● **Task brief**: Please copy, exactly as they appear below, the lines from the one containing "299L443 297L444 291L439" through the one containing "box: [495, 277, 514, 331]".

(Stored data entries)
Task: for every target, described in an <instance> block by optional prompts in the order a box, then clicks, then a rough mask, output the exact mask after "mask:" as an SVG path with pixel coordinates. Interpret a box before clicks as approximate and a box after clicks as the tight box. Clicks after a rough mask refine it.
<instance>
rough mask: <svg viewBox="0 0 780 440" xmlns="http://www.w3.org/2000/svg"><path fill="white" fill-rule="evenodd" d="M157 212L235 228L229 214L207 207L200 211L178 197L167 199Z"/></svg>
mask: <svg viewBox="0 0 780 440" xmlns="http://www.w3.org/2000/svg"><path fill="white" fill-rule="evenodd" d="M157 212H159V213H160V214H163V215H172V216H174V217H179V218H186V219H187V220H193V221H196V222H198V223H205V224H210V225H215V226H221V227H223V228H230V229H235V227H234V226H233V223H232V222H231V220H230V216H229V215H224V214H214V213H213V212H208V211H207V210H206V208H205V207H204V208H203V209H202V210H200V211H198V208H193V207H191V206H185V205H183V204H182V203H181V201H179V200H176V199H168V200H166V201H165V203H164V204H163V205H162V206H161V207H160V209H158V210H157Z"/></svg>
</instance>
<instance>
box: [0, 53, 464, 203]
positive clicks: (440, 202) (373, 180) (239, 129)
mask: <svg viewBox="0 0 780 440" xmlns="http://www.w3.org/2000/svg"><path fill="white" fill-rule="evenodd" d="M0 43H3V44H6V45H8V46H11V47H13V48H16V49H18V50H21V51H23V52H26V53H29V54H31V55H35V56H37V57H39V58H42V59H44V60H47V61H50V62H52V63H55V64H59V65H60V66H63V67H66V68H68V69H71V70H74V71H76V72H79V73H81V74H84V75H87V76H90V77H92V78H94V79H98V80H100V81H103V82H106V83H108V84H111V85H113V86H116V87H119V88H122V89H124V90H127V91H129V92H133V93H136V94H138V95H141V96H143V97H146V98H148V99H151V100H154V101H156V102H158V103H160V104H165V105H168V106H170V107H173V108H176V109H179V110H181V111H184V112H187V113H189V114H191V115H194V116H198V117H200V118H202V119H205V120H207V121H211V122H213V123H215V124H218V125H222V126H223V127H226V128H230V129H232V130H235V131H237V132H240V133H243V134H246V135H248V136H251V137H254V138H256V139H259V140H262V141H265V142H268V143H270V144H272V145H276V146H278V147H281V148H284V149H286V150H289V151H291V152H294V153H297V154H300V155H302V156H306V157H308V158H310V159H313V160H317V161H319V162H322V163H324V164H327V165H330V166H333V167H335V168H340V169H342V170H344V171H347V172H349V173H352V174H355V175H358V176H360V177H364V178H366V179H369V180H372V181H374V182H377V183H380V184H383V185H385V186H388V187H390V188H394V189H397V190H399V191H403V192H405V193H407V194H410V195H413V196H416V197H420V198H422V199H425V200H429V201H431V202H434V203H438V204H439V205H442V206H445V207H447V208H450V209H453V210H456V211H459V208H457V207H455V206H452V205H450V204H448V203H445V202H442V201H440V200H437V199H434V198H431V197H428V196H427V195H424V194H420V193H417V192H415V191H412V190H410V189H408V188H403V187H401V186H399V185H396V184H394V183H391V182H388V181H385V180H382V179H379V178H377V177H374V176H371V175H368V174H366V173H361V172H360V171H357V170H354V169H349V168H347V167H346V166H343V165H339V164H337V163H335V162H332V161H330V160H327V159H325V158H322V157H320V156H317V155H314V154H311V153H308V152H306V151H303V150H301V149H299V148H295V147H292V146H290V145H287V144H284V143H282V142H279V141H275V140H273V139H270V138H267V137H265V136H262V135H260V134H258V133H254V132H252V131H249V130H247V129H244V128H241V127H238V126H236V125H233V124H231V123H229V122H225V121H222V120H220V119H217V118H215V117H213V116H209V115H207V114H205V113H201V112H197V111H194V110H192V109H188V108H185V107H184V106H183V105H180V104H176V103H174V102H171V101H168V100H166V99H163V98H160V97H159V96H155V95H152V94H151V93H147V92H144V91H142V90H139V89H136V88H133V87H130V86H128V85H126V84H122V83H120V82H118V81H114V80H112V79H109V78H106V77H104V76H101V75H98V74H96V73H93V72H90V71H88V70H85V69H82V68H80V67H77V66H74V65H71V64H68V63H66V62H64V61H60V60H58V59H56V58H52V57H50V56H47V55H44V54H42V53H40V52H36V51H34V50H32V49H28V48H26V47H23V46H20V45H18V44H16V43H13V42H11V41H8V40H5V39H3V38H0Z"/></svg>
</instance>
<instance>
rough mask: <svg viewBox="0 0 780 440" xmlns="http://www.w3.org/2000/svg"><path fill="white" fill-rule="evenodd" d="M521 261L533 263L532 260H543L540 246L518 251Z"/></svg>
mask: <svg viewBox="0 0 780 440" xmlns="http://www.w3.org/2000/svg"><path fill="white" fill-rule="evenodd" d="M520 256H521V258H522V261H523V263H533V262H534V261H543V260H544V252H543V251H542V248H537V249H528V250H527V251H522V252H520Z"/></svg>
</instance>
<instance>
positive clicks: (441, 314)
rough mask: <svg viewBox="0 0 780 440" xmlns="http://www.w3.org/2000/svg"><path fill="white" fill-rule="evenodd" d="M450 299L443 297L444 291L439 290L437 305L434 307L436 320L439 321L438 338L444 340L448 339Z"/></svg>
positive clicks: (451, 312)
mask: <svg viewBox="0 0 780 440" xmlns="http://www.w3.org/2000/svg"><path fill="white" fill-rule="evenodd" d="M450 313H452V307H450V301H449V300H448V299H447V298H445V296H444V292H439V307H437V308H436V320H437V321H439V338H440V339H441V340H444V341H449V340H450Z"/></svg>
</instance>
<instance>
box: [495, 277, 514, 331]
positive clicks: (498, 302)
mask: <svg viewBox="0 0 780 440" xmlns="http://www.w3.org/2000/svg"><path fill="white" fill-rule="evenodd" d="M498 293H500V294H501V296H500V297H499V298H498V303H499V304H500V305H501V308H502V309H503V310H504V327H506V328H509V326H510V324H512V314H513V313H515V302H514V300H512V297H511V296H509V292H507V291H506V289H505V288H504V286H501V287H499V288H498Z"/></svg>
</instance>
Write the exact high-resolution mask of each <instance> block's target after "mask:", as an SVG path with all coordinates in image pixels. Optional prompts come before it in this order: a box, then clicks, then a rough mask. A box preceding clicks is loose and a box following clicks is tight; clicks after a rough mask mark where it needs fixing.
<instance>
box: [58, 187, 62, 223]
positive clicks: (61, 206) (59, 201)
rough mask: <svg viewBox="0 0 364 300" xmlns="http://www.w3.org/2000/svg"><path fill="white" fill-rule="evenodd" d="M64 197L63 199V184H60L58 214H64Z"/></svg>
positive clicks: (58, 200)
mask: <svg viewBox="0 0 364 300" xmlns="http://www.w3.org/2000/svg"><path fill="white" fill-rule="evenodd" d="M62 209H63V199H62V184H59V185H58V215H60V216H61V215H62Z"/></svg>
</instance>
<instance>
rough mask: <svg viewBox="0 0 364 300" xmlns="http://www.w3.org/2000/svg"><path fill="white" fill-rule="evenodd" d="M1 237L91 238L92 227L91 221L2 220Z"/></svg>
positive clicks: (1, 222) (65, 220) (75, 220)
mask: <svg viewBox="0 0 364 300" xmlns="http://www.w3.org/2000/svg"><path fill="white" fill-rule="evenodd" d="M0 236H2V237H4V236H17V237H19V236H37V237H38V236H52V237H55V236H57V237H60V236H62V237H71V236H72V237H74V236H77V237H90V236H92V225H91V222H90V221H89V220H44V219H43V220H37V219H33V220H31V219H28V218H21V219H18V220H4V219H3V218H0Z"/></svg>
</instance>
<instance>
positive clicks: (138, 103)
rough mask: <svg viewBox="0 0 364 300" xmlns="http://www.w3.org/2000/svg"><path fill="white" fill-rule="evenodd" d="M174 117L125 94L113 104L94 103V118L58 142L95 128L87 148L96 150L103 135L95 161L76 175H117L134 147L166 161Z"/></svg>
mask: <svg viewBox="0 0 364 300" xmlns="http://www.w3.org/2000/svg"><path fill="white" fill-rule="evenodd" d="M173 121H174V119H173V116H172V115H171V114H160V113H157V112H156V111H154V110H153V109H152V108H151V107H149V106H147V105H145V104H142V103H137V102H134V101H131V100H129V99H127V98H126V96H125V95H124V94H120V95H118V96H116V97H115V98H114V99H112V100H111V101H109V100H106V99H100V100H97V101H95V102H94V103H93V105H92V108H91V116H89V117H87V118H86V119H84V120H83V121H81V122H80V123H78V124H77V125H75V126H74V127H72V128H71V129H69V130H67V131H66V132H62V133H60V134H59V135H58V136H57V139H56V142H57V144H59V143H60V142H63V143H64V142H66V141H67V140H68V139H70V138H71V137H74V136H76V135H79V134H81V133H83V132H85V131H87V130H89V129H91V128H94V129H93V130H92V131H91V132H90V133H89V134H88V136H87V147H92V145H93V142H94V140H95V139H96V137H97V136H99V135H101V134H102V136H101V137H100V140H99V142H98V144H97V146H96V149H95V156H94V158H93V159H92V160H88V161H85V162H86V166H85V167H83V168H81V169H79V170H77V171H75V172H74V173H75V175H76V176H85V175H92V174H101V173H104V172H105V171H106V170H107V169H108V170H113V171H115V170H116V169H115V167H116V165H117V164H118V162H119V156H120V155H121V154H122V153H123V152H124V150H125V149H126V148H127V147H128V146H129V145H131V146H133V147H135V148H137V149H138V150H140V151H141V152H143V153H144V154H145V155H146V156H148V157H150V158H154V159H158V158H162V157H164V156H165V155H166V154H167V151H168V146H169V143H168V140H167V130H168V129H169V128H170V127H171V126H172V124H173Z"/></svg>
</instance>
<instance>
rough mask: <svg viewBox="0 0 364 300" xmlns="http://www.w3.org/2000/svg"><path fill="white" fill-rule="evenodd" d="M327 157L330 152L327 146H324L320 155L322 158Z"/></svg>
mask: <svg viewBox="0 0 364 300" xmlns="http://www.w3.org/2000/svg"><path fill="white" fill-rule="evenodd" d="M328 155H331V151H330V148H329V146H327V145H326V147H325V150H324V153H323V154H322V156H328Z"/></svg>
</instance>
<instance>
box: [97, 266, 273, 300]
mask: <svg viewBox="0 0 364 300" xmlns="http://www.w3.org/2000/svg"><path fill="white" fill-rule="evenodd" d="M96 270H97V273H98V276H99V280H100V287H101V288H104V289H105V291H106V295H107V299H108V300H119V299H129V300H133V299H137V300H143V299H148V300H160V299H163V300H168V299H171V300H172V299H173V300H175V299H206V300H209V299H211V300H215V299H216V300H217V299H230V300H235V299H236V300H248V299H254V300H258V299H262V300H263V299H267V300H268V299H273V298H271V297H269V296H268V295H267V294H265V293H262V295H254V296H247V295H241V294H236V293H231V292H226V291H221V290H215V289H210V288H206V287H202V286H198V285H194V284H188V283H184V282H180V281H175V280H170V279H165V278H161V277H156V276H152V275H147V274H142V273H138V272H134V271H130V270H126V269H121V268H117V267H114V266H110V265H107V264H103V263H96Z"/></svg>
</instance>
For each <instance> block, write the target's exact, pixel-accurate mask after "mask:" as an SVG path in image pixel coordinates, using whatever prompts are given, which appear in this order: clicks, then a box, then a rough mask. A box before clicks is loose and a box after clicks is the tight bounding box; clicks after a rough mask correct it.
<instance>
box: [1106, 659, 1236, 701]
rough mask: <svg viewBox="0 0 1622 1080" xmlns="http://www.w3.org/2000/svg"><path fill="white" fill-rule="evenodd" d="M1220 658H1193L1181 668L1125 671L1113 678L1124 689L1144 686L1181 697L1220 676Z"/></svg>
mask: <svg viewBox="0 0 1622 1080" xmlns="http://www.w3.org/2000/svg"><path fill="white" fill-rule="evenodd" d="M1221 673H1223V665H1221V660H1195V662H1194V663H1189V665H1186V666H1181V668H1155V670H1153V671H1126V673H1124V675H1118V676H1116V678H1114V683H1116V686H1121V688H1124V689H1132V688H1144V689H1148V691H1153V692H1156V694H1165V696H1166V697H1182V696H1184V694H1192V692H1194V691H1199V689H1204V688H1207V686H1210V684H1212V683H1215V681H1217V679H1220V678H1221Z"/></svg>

● **Expected answer**:
rough mask: <svg viewBox="0 0 780 440" xmlns="http://www.w3.org/2000/svg"><path fill="white" fill-rule="evenodd" d="M450 299L443 297L444 291L439 290L437 305L434 307L436 320L439 321L438 338L444 340L448 339Z"/></svg>
positive clicks: (451, 312)
mask: <svg viewBox="0 0 780 440" xmlns="http://www.w3.org/2000/svg"><path fill="white" fill-rule="evenodd" d="M450 313H452V307H450V301H449V300H448V299H447V298H445V296H444V292H439V307H437V308H436V320H437V321H439V338H440V339H441V340H444V341H449V340H450Z"/></svg>
</instance>
<instance>
box: [495, 277, 514, 331]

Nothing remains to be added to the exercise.